▶ [Tarefas a resolver]
1. Transcreva, sem nenhuma alteração, a parte do trecho sobre alimentação e saúde que começa nas palavras "3- Elimine os" e termina logo depois de "resistência à insulina)".
2. Escreva a continuação do trecho sobre alimentação e saúde a partir da última frase apresentada.

E como seria uma alimentação que, ao contrário, fortalece a nossa saúde, a saúde da nossa comunidade e dos nossos territórios? Não precisa ir muito longe, nossa cultura alimentar ancestral pode nos servir de guia aqui. A comida que vem da terra, produzida sem veneno e sem exploração, fortalece o corpo e a luta. Aqui vão algumas dicas práticas pra te ajudar a prevenir o diabetes, e outras doenças crônicas não transmissíveis, e preservar a sua saúde, ao mesmo tempo em que nos conectam com nossas raízes e honram nossa alimentação ancestral.
1- Coma verduras e frutas em todas as refeições (Celebre a abundância que a natureza oferece e a diversidade alimentar dos nossos territórios!)
2- Coma feijão todos os dias (Ele dá sustância – é rico em proteína, enquanto protege a saúde – tem pouca gordura e é uma excelente fonte de fibras)
3- Elimine os ultraprocessados da sua vida (Uma recomendação do Guia Alimentar para a População Brasileira)
4- Se for consumir animais, deixe pra fazer em ocasiões especiais (Comer carne ou frango todo dia é um hábito recente na história da humanidade e estamos pagando caro as consequências dessa mudança)
5- Movimente o corpo todos os dias (Exercício físico – que pode ser uma caminhada pra visitar compas que vivem no nosso território- melhora o funcionamento do metabolismo e diminui a resistência à insulina)
Se você tem diabetes, procure tratamento médico, mas não deixe de seguir os conselhos acima. Achar que tudo vai se resolver apenas com remédio é tratar as consequências e ignorar as causas. E a gente sabe o que acontece quando varremos um problema pra debaixo do tapete, não é? Uma pessoa diabética que continua comendo o que favorece a doença, e não a saúde, está se auto-sabotando. E isso é tudo que a indústria farmacêutica quer, pra vender cada vez mais remédio, enquanto a população fica cada vez mais doente.

▶ [Seção de dados]
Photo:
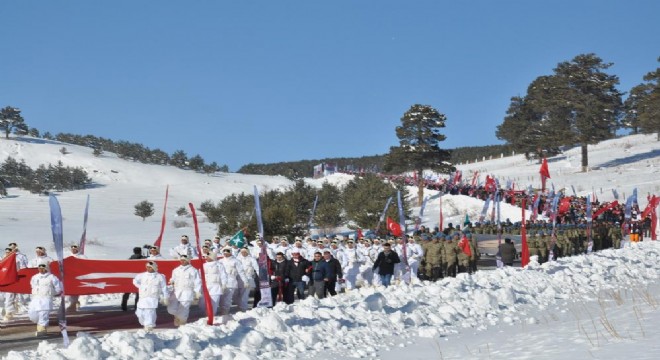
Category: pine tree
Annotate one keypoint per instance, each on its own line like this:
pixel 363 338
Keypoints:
pixel 364 198
pixel 592 98
pixel 144 209
pixel 179 159
pixel 12 121
pixel 648 107
pixel 419 137
pixel 578 104
pixel 329 207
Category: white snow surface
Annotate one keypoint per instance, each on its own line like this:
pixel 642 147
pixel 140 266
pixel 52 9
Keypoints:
pixel 602 306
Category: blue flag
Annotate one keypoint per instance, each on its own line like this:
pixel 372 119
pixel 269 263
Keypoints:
pixel 58 240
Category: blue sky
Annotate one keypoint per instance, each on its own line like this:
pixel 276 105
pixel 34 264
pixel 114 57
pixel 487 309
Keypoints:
pixel 243 82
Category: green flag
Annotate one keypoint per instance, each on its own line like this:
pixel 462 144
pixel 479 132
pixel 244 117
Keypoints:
pixel 238 239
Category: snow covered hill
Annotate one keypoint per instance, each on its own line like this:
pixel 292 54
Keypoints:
pixel 601 306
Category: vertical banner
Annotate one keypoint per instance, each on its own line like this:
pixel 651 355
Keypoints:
pixel 382 216
pixel 654 220
pixel 441 220
pixel 524 254
pixel 311 216
pixel 205 290
pixel 484 210
pixel 590 242
pixel 553 235
pixel 402 220
pixel 58 240
pixel 162 223
pixel 498 256
pixel 83 238
pixel 418 222
pixel 264 282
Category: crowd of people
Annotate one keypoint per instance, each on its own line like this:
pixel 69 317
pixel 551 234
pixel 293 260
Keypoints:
pixel 318 267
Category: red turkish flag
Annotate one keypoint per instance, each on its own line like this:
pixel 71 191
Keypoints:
pixel 393 227
pixel 8 272
pixel 564 205
pixel 464 244
pixel 87 276
pixel 545 173
pixel 524 256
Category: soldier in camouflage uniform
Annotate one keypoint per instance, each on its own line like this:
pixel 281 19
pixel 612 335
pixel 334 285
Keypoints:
pixel 463 258
pixel 433 259
pixel 450 256
pixel 474 248
pixel 533 245
pixel 543 244
pixel 616 235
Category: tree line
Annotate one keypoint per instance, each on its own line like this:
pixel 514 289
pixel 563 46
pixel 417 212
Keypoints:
pixel 291 211
pixel 579 105
pixel 42 179
pixel 11 121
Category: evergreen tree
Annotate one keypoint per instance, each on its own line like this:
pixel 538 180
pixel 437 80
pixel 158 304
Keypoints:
pixel 97 151
pixel 648 107
pixel 40 181
pixel 329 208
pixel 578 104
pixel 144 209
pixel 419 137
pixel 182 211
pixel 299 200
pixel 535 125
pixel 12 121
pixel 179 159
pixel 364 198
pixel 592 99
pixel 196 163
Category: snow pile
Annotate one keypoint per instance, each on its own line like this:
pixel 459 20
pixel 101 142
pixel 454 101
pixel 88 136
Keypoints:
pixel 352 324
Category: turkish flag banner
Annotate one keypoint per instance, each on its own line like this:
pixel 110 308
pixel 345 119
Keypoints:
pixel 87 277
pixel 8 272
pixel 464 244
pixel 393 227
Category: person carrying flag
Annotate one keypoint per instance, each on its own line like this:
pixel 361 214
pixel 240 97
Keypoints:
pixel 187 285
pixel 151 286
pixel 44 287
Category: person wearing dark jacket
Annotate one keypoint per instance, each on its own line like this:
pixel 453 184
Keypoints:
pixel 385 263
pixel 279 278
pixel 508 252
pixel 319 272
pixel 299 270
pixel 137 254
pixel 334 272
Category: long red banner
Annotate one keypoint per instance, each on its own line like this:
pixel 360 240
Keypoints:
pixel 86 276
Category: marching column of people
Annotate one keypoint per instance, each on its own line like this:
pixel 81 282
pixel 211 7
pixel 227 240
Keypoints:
pixel 305 267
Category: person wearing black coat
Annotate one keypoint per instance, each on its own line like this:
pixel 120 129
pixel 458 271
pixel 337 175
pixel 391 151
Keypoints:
pixel 279 278
pixel 299 271
pixel 334 272
pixel 137 254
pixel 508 252
pixel 385 264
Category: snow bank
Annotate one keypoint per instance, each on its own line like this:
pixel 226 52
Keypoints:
pixel 351 324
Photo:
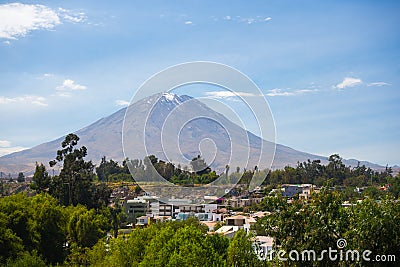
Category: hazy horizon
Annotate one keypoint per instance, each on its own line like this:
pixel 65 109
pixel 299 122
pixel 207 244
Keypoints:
pixel 329 71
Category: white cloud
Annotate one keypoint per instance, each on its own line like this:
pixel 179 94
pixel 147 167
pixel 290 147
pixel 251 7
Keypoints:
pixel 280 92
pixel 63 94
pixel 349 82
pixel 378 84
pixel 71 16
pixel 4 143
pixel 26 99
pixel 18 20
pixel 226 94
pixel 69 84
pixel 9 150
pixel 122 103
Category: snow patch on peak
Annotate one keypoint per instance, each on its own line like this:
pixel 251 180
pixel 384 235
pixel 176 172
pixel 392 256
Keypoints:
pixel 170 96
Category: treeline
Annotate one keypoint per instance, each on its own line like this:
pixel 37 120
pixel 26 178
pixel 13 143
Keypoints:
pixel 313 172
pixel 75 183
pixel 112 171
pixel 38 230
pixel 318 225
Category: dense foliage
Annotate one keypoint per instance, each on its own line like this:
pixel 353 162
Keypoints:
pixel 39 227
pixel 366 225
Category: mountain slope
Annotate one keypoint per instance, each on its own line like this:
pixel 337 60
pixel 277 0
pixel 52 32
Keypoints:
pixel 170 113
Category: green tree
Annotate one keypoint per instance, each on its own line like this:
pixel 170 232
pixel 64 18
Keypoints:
pixel 86 227
pixel 75 185
pixel 21 177
pixel 41 179
pixel 240 251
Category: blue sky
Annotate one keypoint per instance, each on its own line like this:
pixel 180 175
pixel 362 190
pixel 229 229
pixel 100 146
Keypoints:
pixel 329 69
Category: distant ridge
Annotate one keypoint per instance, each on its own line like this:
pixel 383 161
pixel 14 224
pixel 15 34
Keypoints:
pixel 103 138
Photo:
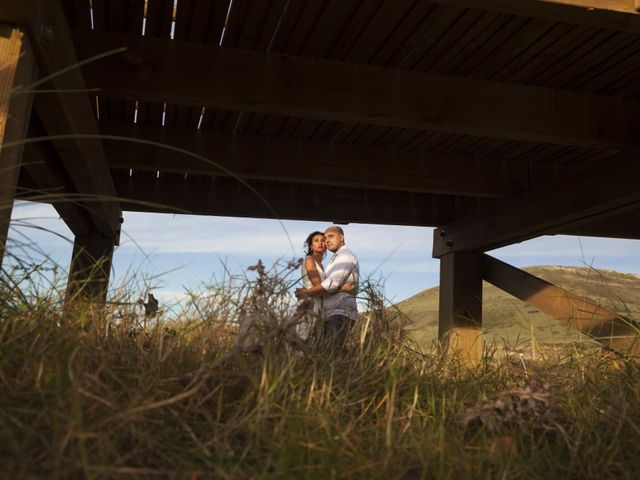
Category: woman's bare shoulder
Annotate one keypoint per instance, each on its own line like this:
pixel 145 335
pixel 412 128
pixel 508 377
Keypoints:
pixel 309 263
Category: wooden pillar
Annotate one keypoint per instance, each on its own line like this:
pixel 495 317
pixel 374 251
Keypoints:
pixel 17 70
pixel 460 321
pixel 90 269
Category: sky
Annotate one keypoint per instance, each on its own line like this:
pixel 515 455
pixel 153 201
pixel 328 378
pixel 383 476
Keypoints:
pixel 179 252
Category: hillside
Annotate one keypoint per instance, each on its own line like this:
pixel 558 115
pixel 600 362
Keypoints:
pixel 507 319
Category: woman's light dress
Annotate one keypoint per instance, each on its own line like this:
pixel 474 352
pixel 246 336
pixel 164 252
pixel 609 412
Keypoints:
pixel 305 327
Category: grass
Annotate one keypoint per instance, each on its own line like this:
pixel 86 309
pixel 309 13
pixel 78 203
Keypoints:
pixel 106 393
pixel 509 320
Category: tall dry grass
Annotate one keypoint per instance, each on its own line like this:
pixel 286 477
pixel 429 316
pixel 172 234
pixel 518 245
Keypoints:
pixel 109 393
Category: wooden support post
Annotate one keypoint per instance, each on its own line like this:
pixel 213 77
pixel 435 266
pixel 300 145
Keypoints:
pixel 90 269
pixel 609 328
pixel 460 324
pixel 17 70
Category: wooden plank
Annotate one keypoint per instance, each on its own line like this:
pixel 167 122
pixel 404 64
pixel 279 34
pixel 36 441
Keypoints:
pixel 227 197
pixel 17 70
pixel 460 307
pixel 610 188
pixel 609 328
pixel 269 158
pixel 619 15
pixel 249 81
pixel 67 114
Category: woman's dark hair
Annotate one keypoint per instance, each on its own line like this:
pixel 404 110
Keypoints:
pixel 309 241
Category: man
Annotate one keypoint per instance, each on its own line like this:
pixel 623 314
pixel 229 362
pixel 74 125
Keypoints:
pixel 340 307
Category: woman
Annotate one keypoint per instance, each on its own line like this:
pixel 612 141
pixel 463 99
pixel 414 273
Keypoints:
pixel 312 275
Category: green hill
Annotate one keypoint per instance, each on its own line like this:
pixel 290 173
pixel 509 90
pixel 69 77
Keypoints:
pixel 507 319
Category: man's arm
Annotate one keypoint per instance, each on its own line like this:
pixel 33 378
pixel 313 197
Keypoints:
pixel 310 292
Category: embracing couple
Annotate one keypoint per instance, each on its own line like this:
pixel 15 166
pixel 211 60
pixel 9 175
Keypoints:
pixel 332 289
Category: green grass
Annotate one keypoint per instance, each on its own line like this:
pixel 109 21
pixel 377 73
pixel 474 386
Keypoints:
pixel 507 320
pixel 88 393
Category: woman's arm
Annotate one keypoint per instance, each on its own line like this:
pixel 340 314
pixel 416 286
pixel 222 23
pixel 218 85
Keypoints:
pixel 312 271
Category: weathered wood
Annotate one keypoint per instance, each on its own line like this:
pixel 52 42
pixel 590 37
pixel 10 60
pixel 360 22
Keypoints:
pixel 271 158
pixel 64 113
pixel 90 269
pixel 621 15
pixel 228 197
pixel 199 75
pixel 626 225
pixel 460 314
pixel 50 183
pixel 17 70
pixel 608 189
pixel 609 328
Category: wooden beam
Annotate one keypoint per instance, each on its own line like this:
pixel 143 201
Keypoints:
pixel 49 183
pixel 608 189
pixel 273 158
pixel 620 15
pixel 64 113
pixel 227 197
pixel 182 73
pixel 90 269
pixel 460 312
pixel 609 328
pixel 625 225
pixel 17 69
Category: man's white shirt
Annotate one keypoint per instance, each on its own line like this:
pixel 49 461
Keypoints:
pixel 343 268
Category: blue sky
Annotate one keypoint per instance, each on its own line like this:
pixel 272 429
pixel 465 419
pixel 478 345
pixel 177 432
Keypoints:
pixel 186 251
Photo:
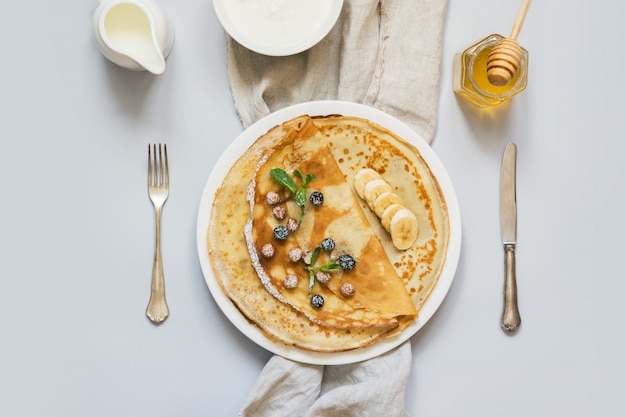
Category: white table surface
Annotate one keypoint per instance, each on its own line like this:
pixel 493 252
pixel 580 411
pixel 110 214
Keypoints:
pixel 76 224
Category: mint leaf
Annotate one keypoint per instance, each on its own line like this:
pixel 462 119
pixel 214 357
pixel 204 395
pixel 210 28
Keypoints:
pixel 281 176
pixel 283 179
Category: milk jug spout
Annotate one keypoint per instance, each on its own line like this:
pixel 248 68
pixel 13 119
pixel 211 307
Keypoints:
pixel 134 34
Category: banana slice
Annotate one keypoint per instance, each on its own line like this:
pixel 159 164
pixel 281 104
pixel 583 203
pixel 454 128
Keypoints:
pixel 388 214
pixel 373 189
pixel 385 200
pixel 362 178
pixel 403 229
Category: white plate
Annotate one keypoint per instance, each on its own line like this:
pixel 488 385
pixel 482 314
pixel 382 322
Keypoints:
pixel 268 27
pixel 321 108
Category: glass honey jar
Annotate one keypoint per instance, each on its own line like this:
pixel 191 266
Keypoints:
pixel 470 75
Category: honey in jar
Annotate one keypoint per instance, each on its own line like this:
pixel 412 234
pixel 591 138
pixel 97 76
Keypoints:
pixel 470 75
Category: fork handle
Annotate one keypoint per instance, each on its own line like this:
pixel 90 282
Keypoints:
pixel 157 310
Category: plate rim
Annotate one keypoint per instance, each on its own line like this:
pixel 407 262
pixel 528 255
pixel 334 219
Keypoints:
pixel 284 50
pixel 321 108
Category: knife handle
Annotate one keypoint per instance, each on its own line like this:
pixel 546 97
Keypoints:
pixel 511 319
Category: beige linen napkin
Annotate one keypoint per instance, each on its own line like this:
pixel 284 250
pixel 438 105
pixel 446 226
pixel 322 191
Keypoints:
pixel 385 54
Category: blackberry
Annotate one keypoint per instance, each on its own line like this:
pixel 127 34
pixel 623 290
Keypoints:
pixel 328 244
pixel 281 232
pixel 279 212
pixel 291 281
pixel 346 262
pixel 267 250
pixel 322 277
pixel 292 224
pixel 347 289
pixel 316 198
pixel 317 301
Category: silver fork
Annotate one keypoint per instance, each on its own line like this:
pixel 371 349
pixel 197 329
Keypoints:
pixel 158 190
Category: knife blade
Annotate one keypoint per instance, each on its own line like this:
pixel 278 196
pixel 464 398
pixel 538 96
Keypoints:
pixel 511 319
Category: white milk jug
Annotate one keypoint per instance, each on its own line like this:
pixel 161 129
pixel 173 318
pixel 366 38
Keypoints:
pixel 134 34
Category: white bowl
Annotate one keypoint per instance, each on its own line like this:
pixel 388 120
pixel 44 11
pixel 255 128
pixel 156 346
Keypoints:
pixel 278 27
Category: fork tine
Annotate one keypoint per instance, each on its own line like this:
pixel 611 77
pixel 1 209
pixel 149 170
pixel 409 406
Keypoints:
pixel 149 166
pixel 160 173
pixel 167 169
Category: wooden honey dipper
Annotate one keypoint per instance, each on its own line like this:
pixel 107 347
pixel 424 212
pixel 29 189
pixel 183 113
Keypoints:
pixel 505 57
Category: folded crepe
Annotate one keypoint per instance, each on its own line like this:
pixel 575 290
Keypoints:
pixel 390 285
pixel 380 298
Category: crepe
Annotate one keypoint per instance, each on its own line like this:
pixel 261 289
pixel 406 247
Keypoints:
pixel 353 143
pixel 380 298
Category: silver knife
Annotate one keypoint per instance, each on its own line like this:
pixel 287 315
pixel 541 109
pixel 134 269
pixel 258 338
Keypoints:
pixel 511 319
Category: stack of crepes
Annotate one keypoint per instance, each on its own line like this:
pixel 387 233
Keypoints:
pixel 390 285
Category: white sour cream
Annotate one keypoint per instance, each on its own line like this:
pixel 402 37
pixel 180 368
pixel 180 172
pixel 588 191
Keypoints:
pixel 278 23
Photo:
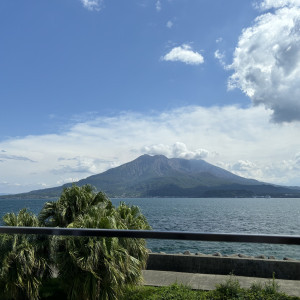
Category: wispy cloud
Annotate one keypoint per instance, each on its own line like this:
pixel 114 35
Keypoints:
pixel 178 150
pixel 266 61
pixel 236 138
pixel 158 5
pixel 169 24
pixel 5 157
pixel 185 54
pixel 92 4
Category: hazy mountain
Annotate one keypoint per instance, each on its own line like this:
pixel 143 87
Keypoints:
pixel 158 176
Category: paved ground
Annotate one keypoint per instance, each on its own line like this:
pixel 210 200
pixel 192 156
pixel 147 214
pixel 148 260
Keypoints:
pixel 208 281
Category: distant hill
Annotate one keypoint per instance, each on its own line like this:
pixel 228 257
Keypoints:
pixel 158 176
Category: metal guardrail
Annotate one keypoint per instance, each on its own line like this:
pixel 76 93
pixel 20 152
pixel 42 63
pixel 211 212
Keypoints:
pixel 153 234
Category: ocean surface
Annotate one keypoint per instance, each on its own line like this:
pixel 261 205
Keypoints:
pixel 219 215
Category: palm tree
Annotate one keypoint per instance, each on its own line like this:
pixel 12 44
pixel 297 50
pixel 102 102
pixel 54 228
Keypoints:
pixel 73 202
pixel 23 259
pixel 95 268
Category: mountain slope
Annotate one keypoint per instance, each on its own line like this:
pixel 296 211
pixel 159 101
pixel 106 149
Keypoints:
pixel 158 176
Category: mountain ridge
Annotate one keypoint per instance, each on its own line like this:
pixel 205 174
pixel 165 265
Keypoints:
pixel 159 176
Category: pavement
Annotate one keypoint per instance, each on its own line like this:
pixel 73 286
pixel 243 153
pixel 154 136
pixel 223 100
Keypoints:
pixel 209 281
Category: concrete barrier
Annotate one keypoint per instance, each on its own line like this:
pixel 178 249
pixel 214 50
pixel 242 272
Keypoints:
pixel 206 264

▶ [Respostas por tarefa]
1.
3- Elimine os ultraprocessados da sua vida (Uma recomendação do Guia Alimentar para a População Brasileira)
4- Se for consumir animais, deixe pra fazer em ocasiões especiais (Comer carne ou frango todo dia é um hábito recente na história da humanidade e estamos pagando caro as consequências dessa mudança)
5- Movimente o corpo todos os dias (Exercício físico – que pode ser uma caminhada pra visitar compas que vivem no nosso território- melhora o funcionamento do metabolismo e diminui a resistência à insulina)

2.
Gostaríamos de terminar essa conversa fazendo um chamado. Que nas nossas celebrações, festas, reuniões, encontros, a gente ofereça comida que promova a saúde. Comida produzida por guardiãs e guardiões dos territórios, ao invés de comida produzida por empresas capitalistas ecocidas. Celebremos com comida à base de milho, de mandioca, com feijão, com os frutos das nossas matas e das nossas palmeiras. Criar o hábito de associar festa e alegria com comida que nutre o corpo vai ser um passo importante no fortalecimento da resistência.
Lutar por festa e trabalho se torna difícil quando o pão está nos envenenando.
(Esse texto foi escrito de maneira colaborativa por uma cozinheira, uma nutricionista, uma dentista e um médico. Nós fazemos parte da UVA – União Vegana de Ativismo e nos interessamos por saúde coletiva.)
*O título, assim como a inspiração pra escrever essa série, vieram do livro do ativista e médico Eneko Landaburu “Cuidate, compa! Manual para la autogestion de la salud”.